◆ Extracted text ◆
^^^^^^^^

# Kitten’s paws and tail freeze to truck’s tire, but a Good Samaritan saves the day



## Robert59 (Oct 29, 2020)

A Good Samaritan rescued a small kitten after her paws and tail froze onto a semi-trailer tire in Colorado on Monday, according to a Denver-based non-profit animal shelter.

The 5-week-old kitten was spotted at a tire shop in Commerce City, the Dumb Friends League said in a news release sent to McClatchy News. She was hanging off the tire by her paws and tail when her rescuer heard her cries, according to the release.


https://www.yahoo.com/news/kitten-paws-tail-freeze-truck-214513842.html


----------



## Pink Biz (Oct 29, 2020)

Robert59 said:


> A Good Samaritan rescued a small kitten after her paws and tail froze onto a semi-trailer tire in Colorado on Monday, according to a Denver-based non-profit animal shelter.
> 
> The 5-week-old kitten was spotted at a tire shop in Commerce City, the Dumb Friends League said in a news release sent to McClatchy News. She was hanging off the tire by her paws and tail when her rescuer heard her cries, according to the release.
> 
> ...


*"Why is it called the Dumb Friends League?

When our organization was founded in 1910, it was named after a London, England, animal welfare group called “Our Dumb Friends League.” In those days, the term “dumb” was widely used to refer to animals because they lacked the power of human speech."*


----------

^^^^^^^^

◆ Raw data ◆

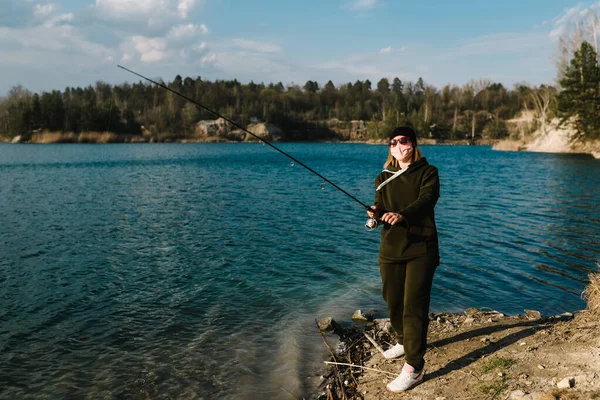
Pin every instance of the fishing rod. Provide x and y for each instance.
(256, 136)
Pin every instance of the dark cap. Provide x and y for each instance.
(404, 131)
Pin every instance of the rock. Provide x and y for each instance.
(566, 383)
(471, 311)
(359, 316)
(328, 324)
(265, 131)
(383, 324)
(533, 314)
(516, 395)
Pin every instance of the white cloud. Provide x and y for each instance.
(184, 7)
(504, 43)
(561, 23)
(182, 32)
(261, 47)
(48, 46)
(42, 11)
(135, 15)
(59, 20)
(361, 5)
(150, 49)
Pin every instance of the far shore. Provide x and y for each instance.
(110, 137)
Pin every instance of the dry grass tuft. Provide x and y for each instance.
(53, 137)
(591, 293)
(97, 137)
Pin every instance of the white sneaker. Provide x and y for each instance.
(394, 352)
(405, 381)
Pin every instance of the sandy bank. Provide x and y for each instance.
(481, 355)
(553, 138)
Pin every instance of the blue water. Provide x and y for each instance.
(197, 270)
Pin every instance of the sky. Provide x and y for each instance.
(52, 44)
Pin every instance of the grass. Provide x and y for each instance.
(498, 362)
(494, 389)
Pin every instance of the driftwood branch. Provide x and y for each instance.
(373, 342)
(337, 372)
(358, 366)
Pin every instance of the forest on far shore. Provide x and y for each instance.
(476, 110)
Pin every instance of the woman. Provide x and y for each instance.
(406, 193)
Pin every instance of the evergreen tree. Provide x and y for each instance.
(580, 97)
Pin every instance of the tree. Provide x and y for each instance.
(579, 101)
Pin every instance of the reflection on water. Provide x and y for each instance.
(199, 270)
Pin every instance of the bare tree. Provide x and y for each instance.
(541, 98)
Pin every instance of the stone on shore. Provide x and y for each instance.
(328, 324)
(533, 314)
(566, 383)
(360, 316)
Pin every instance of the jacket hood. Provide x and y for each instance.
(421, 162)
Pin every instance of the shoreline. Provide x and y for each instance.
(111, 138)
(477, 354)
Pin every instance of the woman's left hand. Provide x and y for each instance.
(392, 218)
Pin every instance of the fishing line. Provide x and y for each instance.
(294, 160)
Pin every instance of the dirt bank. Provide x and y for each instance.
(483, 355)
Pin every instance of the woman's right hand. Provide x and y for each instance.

^^^^^^^^

◆ Directive ◆
Answer these questions from the kitten thread:
(a) How old was the kitten?
(b) In which city was the kitten spotted at a tire shop?
(c) In what year was the Dumb Friends League founded?

◆ Finished exercise ◆
(a) Five weeks old.
(b) Commerce City.
(c) 1910.